====== Ausgewählter Textauszug
Jetzt waren es die Häuser aus Holz, die die Katastrophe vorantrieben. 90% der Gebäude in Yokohama gingen in Flammen auf. In Tokio waren es rund 80%, darunter 7.000 Fabriken, 162 Krankenhäuser, 117 Schulen. Eine halbe Million Menschen wurde verletzt, drei Millionen verloren ihr Heim. Von ganzen Vierteln blieben nur Asche und wenige Trümmer übrig. Und Leichen. Ihren Höhepunkt erreichte die Katastrophe um das Gelände des Militärarsenals Rikugun Honjo Hifukusho unweit der Tokioter Innenstadt. Als die dort gelagerten Munitionsbestände explodierten, verloren mehrere Zehntausend Menschen ihr Leben.

Die Feuerwehr war völlig überfordert. Die Hauptstadt Tokio verfügte gerade über 25 Feuerwachen mit 37 Pumpenwagen. Militär wurde bei der Räumung eingesetzt. Die „Neue Zürcher Zeitung“ berichtete: „Die Truppen sind gegenwärtig damit beschäftigt, die Leichen auf den Straßen wegzuräumen. Sie werden einfach in die noch brennenden Häuser geworfen, was unter den obwaltenden Umständen das einzige Mittel ist, um Epidemien zu verhindern.“

Die Angst davor vertrieb das nicht. Das Beben hatte nicht nur die Gas-, sondern auch die Wasserleitungen zerstört. Um die Brunnen drängten sich die Überlebenden. Deren Panik und Ratlosigkeit schlug um in Hysterie und blinde Wut. Bereits wenige Stunden nach der Katastrophe machten Gerüchte die Runde, die Feuer seien von Ausländern gelegt worden, nun sollten sie auch die Brunnen vergiftet haben.

Ins Visier des Mobs rückten die Koreaner. 1905 hatte Japan Korea zu einem Protektorat und 1910 zu einer Kolonie gemacht. Die Einführung von Plantagen hatte viele Bauern ihrer Existenzgrundlage beraubt, so dass Zehntausende Koreaner nach Japan strömten. In Bergwerken und Fabriken, wo die Arbeit gefährlich war und schlecht entlohnt wurde, fanden sie Anstellungen, wurden damit aber zugleich weiter ausgegrenzt und als „unrein“ stigmatisiert.

Ein ähnliches Image hatten Koreaner aus besseren Kreisen. Als Studenten engagierten sich ihre Kinder oft in nationalistischen oder kommunistischen Gruppierungen, die von der japanischen Polizei mit Argusaugen beobachtet wurden. Umso mehr, nachdem 1919 die „Bewegung des ersten März“ die Unabhängigkeit Koreas proklamiert und eine landesweite Erhebung initiiert hatte, die die Kolonialmacht mit großer Brutalität niederschlug.
============
====== Bereitgestelltes Material
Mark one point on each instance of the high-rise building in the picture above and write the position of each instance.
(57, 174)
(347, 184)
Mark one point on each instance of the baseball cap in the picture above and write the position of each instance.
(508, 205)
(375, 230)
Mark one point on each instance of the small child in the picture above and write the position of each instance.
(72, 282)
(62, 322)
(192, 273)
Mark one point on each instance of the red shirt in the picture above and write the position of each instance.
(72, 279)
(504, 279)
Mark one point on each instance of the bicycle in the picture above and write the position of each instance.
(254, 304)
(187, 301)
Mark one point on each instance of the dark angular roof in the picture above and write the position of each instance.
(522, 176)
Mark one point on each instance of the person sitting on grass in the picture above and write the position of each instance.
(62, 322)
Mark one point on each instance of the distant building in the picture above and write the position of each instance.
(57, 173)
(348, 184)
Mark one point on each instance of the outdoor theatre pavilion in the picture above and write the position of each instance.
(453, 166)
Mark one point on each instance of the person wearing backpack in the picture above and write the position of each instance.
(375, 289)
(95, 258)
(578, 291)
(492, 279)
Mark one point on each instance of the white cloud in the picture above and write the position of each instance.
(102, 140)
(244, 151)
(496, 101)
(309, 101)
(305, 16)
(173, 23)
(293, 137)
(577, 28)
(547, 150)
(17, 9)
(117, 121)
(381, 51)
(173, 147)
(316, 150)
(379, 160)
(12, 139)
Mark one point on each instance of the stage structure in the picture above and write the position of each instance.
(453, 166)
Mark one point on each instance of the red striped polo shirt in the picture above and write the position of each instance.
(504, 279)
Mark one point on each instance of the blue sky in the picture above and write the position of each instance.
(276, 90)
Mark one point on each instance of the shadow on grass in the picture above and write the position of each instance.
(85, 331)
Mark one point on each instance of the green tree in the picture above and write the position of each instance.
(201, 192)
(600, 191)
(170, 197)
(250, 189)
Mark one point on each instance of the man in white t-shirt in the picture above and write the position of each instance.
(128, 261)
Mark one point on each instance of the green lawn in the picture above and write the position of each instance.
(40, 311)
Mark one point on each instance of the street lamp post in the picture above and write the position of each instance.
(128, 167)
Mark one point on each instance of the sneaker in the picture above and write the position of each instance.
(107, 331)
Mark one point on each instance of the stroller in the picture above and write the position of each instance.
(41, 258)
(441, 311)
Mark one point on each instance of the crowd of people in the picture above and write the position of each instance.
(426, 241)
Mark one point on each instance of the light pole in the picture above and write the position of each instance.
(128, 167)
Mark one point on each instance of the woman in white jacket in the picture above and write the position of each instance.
============
### Ihre Aufgabe 1
Beantworten Sie zum Textauszug über das Beben in Japan diese Fragen:
(a) Wie viel Prozent der Gebäude in Yokohama gingen in Flammen auf?
(b) Über wie viele Feuerwachen und Pumpenwagen verfügte Tokio?
(c) In welchem Jahr machte Japan Korea zu einer Kolonie?
### Ihre Aufgabe 2
Schreiben Sie den Textauszug über das Beben neu, und zwar ab dem Satz mit den Worten „Jetzt waren es“ bis einschließlich „Menschen ihr Leben.“. Setzen Sie dabei „Holzhäuser“ an die Stelle von „Häuser aus Holz“.

### Ihre Antwort 1
(a) 90 %
(b) 25 Feuerwachen mit 37 Pumpenwagen
(c) 1910

### Ihre Antwort 2
Jetzt waren es die Holzhäuser, die die Katastrophe vorantrieben. 90% der Gebäude in Yokohama gingen in Flammen auf. In Tokio waren es rund 80%, darunter 7.000 Fabriken, 162 Krankenhäuser, 117 Schulen. Eine halbe Million Menschen wurde verletzt, drei Millionen verloren ihr Heim. Von ganzen Vierteln blieben nur Asche und wenige Trümmer übrig. Und Leichen. Ihren Höhepunkt erreichte die Katastrophe um das Gelände des Militärarsenals Rikugun Honjo Hifukusho unweit der Tokioter Innenstadt. Als die dort gelagerten Munitionsbestände explodierten, verloren mehrere Zehntausend Menschen ihr Leben.